* GIVEN DATA *
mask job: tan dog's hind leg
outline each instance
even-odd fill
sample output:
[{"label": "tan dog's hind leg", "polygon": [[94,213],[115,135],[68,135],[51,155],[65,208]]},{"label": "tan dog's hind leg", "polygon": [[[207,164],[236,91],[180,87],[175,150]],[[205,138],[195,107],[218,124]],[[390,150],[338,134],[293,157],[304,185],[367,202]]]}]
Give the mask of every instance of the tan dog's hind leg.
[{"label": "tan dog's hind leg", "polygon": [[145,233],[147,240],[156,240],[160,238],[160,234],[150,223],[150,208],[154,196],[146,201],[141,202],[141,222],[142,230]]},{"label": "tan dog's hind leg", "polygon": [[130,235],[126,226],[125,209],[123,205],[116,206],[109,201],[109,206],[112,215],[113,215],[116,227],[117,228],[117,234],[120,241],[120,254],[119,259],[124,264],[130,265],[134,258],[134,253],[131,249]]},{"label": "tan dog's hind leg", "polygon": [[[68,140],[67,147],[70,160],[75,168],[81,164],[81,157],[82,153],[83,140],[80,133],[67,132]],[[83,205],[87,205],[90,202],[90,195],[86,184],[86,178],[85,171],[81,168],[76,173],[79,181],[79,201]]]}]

* STATED PROBLEM *
Copy all of the data above without any changes.

* TASK ANSWER *
mask job: tan dog's hind leg
outline each instance
even-odd fill
sample output:
[{"label": "tan dog's hind leg", "polygon": [[94,213],[115,135],[68,135],[51,155],[65,208]]},{"label": "tan dog's hind leg", "polygon": [[[207,164],[236,91],[180,87],[175,150]],[[205,138],[195,107],[218,124]],[[390,150],[338,134],[293,157],[304,185],[367,202]]]}]
Give the mask of every instance of the tan dog's hind leg.
[{"label": "tan dog's hind leg", "polygon": [[145,233],[147,240],[156,240],[160,238],[160,234],[150,223],[150,208],[154,196],[146,201],[141,202],[141,222],[142,230]]},{"label": "tan dog's hind leg", "polygon": [[130,235],[126,226],[125,209],[123,205],[116,206],[109,201],[109,206],[112,215],[113,215],[116,227],[117,228],[117,234],[120,241],[120,254],[119,259],[124,264],[130,265],[134,258],[134,253],[131,249]]},{"label": "tan dog's hind leg", "polygon": [[[68,140],[67,147],[70,160],[75,168],[81,164],[81,157],[82,153],[83,140],[80,133],[67,132]],[[83,205],[87,205],[90,202],[90,195],[86,184],[86,178],[85,171],[81,168],[76,173],[79,181],[79,201]]]}]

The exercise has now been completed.